*** Entries provided ***

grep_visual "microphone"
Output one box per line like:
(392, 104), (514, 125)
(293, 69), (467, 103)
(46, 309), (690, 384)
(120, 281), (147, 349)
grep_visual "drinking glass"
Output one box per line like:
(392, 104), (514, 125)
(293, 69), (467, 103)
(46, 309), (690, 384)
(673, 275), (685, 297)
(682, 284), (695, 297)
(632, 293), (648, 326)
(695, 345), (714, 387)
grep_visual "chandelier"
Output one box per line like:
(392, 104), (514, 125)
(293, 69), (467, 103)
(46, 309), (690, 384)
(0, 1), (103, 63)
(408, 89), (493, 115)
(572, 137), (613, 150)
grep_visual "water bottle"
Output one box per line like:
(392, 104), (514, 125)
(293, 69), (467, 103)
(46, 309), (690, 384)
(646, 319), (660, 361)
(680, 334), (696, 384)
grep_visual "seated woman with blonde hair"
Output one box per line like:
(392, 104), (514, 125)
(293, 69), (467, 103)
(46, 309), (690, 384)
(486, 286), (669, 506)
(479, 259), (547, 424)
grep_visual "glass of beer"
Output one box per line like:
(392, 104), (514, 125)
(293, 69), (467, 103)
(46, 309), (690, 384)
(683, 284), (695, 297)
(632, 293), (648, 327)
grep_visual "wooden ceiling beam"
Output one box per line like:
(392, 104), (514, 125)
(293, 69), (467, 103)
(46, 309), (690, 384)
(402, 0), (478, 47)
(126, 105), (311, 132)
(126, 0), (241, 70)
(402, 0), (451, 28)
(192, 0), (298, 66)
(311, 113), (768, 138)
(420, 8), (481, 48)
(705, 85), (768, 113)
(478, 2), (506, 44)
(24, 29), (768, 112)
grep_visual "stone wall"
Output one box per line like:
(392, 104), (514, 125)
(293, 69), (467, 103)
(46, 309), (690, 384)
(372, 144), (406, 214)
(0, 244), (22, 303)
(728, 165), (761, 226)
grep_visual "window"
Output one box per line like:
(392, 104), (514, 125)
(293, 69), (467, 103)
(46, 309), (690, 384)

*** End of Entries provided ***

- **Task to carry out**: Word for word, output all of the material above.

- **Answer to this exercise**:
grep_visual "microphone"
Output one box per line like:
(392, 104), (514, 125)
(293, 69), (467, 103)
(46, 309), (690, 384)
(120, 281), (147, 349)
grep_visual "drinking glass"
Output one box per line like:
(392, 104), (514, 125)
(293, 69), (467, 103)
(46, 309), (690, 384)
(673, 275), (685, 297)
(682, 284), (695, 297)
(632, 293), (648, 326)
(695, 345), (714, 387)
grep_visual "chandelier"
Output one box per line like:
(392, 104), (514, 125)
(293, 69), (467, 103)
(46, 309), (690, 384)
(0, 1), (103, 63)
(408, 89), (493, 115)
(572, 137), (613, 150)
grep_visual "water bottle"
Output one box per line like:
(392, 104), (514, 125)
(293, 69), (467, 103)
(46, 309), (690, 384)
(646, 319), (660, 361)
(680, 334), (696, 384)
grep_visual "seated woman with blonde hair"
Output one box per line like:
(392, 104), (514, 125)
(293, 69), (467, 103)
(46, 309), (690, 384)
(486, 286), (669, 506)
(479, 259), (547, 424)
grep_visual "glass of beer"
Output one box per line like:
(392, 104), (514, 125)
(293, 69), (467, 103)
(46, 309), (690, 384)
(683, 284), (695, 297)
(632, 293), (648, 327)
grep_visual "wooden ceiling beam"
Output one box per line like:
(392, 104), (514, 125)
(293, 69), (467, 103)
(46, 309), (690, 384)
(402, 0), (478, 47)
(126, 105), (311, 132)
(126, 0), (241, 70)
(402, 0), (451, 28)
(192, 0), (298, 66)
(311, 113), (768, 138)
(420, 8), (481, 48)
(705, 85), (768, 113)
(478, 2), (506, 44)
(24, 29), (768, 112)
grep_visual "stone wall"
Output one box per line like:
(392, 104), (514, 125)
(293, 69), (467, 103)
(46, 309), (690, 384)
(372, 144), (406, 214)
(0, 244), (22, 303)
(728, 165), (761, 226)
grep_visual "window"
Output one box per line like:
(392, 104), (514, 125)
(293, 69), (467, 103)
(46, 309), (690, 384)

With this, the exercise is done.